Text segment
***

Comment by SomeUserName432

1 month ago

> Another pattern I’m noticing is strong advocacy for Opus

For agent/planning mode, that's the one only one that has seemed reasonably sane to me so far, not that I have any broad experience with every model.

Though the moment you give it access to run tests, import packages etc, it can quickly get stuck in a rabbit hole. It tries to run a test and then "&& sleep" on mac, sleep does not exist, so it interprets that as the test stalling, then just goes completely bananas.

It really lacks the "ok I'm a bit stuck, can you help me out a bit here?" prompt. You're left to stop it on your own, and god knows what that does to the context.

4 comments

SomeUserName432

robwwilliams 1 month ago

Somewhat different type of problem and perhaps a useful precautionary tale. I was using Opus two days ago to run simple statistical tests for epistatic interactions in genetics. I built a project folder with key papers and data for the analysis. Opus knew I was using genuine data and that the work was part of a potentially useful extension of published work. Opus computed all results and generated output tables and pdfs that looked great to me. Results were a firm negative across all tests.

***

Data extract
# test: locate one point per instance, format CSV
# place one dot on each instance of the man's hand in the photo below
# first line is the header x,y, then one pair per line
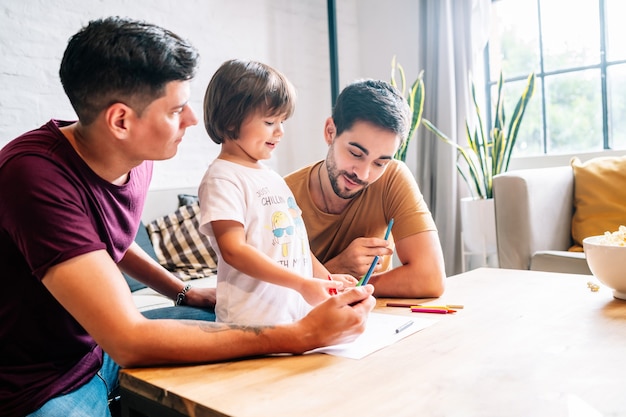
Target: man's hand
x,y
358,256
340,319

***

Render this sentence from the forum thread about Opus in Spanish: "I built a project folder with key papers and data for the analysis." The listing comes from a separate source.

Reply
Creé una carpeta de proyecto con artículos clave y datos para el análisis.